* Document passage *

_____

Minister Tim O’Malley highlights Developments in Mental Health Services
Mr. Tim O’Malley, T.D., Minister of State at the Department of Health and Children, with special responsibility for mental health, today (29th November 2006) reported on a number of developments in mental health services.
“A Vision for Change” which was published earlier this year sets out Government policy for our mental health services for the next 7-10 years. The Minister said that, “when fully implemented, we will have a modern, high-quality mental health service”. The report contains some 200 recommendations. Implementation of the vast majority of these is a matter for the Health Service Executive. The Minister added that progress has been made in implementing “A Vision for Change” and in protecting the rights of people with mental illness.
Additional funding of €26.2 million was provided in 2006 to develop mental health services in line with “A Vision for Change” (This includes additional funding of €1.2 million for suicide prevention initiatives). This, said the Minister, “brings the total expenditure on mental health services to €835 million”.
The Mental Health Act, 2001 became fully operational on 1st November this year. Each involuntary admission requires an independent second opinion from a consultant psychiatrist. The Minister said that in addition, all involuntary detentions are subject to an automatic and independent review by a mental health tribunal within 21 days of signing the detention order.
The Inspector of Mental Health Services was appointed in 2002. All psychiatric hospitals and units, including private facilities, are inspected at least once a year. The Mental Health Commission has introduced rules governing the use of ECT and the use of bodily restraint and seclusion and has issued Codes of Practices relating to the use of physical restraint in approved centres.
The HSE established an implementation group in July 2006 to ensure that mental health services develop in a synchronised and consistent manner across the country and to guide and resource service managers and clinicians in making the recommendations a reality.

_____

Point localization data
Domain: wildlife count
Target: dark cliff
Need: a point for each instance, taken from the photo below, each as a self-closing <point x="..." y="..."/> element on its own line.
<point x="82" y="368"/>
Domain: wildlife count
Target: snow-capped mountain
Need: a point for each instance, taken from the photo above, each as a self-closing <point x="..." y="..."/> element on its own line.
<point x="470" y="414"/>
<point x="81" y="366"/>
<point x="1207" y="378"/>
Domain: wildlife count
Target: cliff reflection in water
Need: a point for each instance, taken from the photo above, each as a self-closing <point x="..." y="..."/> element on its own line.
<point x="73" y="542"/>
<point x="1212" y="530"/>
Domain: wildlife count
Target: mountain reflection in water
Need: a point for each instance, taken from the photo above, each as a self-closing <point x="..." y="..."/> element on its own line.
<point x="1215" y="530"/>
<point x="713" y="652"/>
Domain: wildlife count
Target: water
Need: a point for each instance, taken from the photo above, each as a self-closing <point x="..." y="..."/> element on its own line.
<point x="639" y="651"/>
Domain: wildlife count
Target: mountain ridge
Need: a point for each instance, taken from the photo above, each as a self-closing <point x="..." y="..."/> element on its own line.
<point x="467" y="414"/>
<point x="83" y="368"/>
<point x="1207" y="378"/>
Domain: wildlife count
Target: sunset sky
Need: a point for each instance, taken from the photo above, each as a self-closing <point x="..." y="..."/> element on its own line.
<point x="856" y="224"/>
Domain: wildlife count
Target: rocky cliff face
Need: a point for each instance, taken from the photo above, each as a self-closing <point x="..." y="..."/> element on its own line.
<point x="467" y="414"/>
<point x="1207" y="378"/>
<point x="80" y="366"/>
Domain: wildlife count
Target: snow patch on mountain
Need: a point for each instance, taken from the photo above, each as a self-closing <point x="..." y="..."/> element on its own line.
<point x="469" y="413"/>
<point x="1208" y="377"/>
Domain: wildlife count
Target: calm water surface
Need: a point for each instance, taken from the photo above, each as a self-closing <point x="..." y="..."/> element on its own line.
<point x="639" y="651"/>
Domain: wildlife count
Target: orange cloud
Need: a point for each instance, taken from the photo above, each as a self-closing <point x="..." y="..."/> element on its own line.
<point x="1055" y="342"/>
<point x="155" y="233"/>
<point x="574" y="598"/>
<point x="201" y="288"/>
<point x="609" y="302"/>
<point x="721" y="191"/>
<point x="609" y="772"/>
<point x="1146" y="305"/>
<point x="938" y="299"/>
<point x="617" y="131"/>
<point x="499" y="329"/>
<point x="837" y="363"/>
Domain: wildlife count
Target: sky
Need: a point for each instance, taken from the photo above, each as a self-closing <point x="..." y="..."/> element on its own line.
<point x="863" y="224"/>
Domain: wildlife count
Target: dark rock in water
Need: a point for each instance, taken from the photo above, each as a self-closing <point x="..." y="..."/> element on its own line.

_____

* Work request A *
List every euro amount stated in the mental health services announcement.
* Work request B *
Output the passage of the mental health services announcement between "Minister Tim O’Malley" and "with mental illness.", inclusive.

* Answer area A *
€26.2 million
€1.2 million
€835 million

* Answer area B *
Minister Tim O’Malley highlights Developments in Mental Health Services
Mr. Tim O’Malley, T.D., Minister of State at the Department of Health and Children, with special responsibility for mental health, today (29th November 2006) reported on a number of developments in mental health services.
“A Vision for Change” which was published earlier this year sets out Government policy for our mental health services for the next 7-10 years. The Minister said that, “when fully implemented, we will have a modern, high-quality mental health service”. The report contains some 200 recommendations. Implementation of the vast majority of these is a matter for the Health Service Executive. The Minister added that progress has been made in implementing “A Vision for Change” and in protecting the rights of people with mental illness.